→ **Work instructions**:
From the line with "Identify the shadow" down to the final line of the material below, quote every line exactly and leave out all lines before it.

→ **Supplied records**:
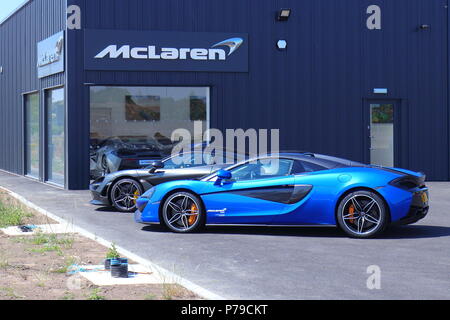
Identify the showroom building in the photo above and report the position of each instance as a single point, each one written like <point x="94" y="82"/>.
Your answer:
<point x="361" y="79"/>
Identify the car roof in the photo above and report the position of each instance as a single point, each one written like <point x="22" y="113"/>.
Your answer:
<point x="328" y="162"/>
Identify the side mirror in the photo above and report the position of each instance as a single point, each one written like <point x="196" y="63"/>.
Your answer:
<point x="222" y="175"/>
<point x="156" y="165"/>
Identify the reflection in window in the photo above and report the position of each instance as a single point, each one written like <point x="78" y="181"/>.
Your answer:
<point x="149" y="114"/>
<point x="32" y="134"/>
<point x="55" y="130"/>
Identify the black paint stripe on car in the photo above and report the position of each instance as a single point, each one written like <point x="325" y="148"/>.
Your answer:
<point x="288" y="194"/>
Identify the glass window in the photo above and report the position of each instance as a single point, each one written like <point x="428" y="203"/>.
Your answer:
<point x="32" y="140"/>
<point x="262" y="169"/>
<point x="144" y="118"/>
<point x="382" y="134"/>
<point x="55" y="135"/>
<point x="311" y="167"/>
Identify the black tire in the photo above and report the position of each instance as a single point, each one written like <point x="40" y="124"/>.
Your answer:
<point x="119" y="190"/>
<point x="187" y="220"/>
<point x="105" y="166"/>
<point x="362" y="214"/>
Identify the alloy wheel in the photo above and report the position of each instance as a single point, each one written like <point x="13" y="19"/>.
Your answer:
<point x="182" y="212"/>
<point x="361" y="214"/>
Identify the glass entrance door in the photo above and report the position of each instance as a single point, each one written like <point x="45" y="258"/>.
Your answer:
<point x="55" y="136"/>
<point x="382" y="133"/>
<point x="32" y="140"/>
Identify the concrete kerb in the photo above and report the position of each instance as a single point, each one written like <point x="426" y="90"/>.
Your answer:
<point x="163" y="273"/>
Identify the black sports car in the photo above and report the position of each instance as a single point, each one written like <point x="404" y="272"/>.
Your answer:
<point x="121" y="153"/>
<point x="121" y="189"/>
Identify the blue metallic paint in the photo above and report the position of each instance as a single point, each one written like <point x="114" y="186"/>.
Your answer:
<point x="317" y="208"/>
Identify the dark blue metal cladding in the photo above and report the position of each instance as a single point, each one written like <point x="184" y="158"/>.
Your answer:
<point x="19" y="36"/>
<point x="315" y="91"/>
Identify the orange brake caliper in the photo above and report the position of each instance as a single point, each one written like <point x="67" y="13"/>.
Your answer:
<point x="192" y="218"/>
<point x="351" y="211"/>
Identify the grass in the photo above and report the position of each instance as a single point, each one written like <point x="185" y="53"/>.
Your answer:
<point x="170" y="291"/>
<point x="49" y="242"/>
<point x="12" y="215"/>
<point x="3" y="263"/>
<point x="68" y="296"/>
<point x="65" y="268"/>
<point x="95" y="295"/>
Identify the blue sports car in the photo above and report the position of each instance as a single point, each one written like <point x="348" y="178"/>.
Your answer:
<point x="290" y="189"/>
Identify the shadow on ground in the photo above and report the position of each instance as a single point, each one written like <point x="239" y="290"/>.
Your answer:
<point x="403" y="232"/>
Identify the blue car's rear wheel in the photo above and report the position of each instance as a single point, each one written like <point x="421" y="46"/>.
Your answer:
<point x="124" y="193"/>
<point x="182" y="212"/>
<point x="362" y="214"/>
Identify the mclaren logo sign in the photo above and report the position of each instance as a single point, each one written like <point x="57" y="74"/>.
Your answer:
<point x="165" y="51"/>
<point x="151" y="52"/>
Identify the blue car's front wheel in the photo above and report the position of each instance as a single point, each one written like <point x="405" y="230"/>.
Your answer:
<point x="362" y="214"/>
<point x="183" y="212"/>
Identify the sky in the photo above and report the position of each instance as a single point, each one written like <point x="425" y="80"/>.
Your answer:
<point x="8" y="6"/>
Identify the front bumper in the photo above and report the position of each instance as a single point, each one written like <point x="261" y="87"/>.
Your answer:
<point x="419" y="208"/>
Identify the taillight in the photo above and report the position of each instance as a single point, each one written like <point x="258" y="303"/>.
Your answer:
<point x="408" y="182"/>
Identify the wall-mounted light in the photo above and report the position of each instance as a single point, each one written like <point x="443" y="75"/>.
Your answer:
<point x="380" y="90"/>
<point x="283" y="14"/>
<point x="282" y="44"/>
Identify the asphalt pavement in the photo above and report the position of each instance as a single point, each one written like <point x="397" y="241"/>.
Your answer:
<point x="276" y="263"/>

→ **Solution**:
Identify the shadow on ground in the photo above and report the position of each instance as a single point, each one written like <point x="239" y="290"/>.
Your answer:
<point x="403" y="232"/>
Identify the blue car's rear wheel in the photo above and report the position of each instance as a single point, each one written like <point x="421" y="46"/>.
Your answer:
<point x="124" y="193"/>
<point x="182" y="212"/>
<point x="362" y="214"/>
Identify the mclaren logo sign in the photo above and report the position of each instance as a single point, each one written like <point x="57" y="74"/>.
Your answer:
<point x="165" y="51"/>
<point x="151" y="52"/>
Identify the blue car's front wheel in the photo above and report the position of each instance as a single point, each one written like <point x="405" y="230"/>.
Your answer:
<point x="362" y="214"/>
<point x="183" y="212"/>
Identify the sky in the photo above and report the position of each instance as a single point, each one written like <point x="425" y="80"/>.
Your answer:
<point x="8" y="6"/>
Identify the front bumper in the photo above and report the position of each instance as a single point, each one written like <point x="261" y="87"/>.
Your answer:
<point x="419" y="208"/>
Identify the taillight in the photo above and report the position of each instance as a single point, each one written like <point x="258" y="303"/>.
Your answer:
<point x="408" y="182"/>
Identify the wall-mounted light in the photo above and report the position of each instance as a single point, each one written like <point x="443" y="75"/>.
Your answer:
<point x="380" y="90"/>
<point x="283" y="14"/>
<point x="282" y="44"/>
Identify the asphalt pavement in the photo above and report the position of each instance as a single point, each one written like <point x="397" y="241"/>.
Your answer:
<point x="276" y="263"/>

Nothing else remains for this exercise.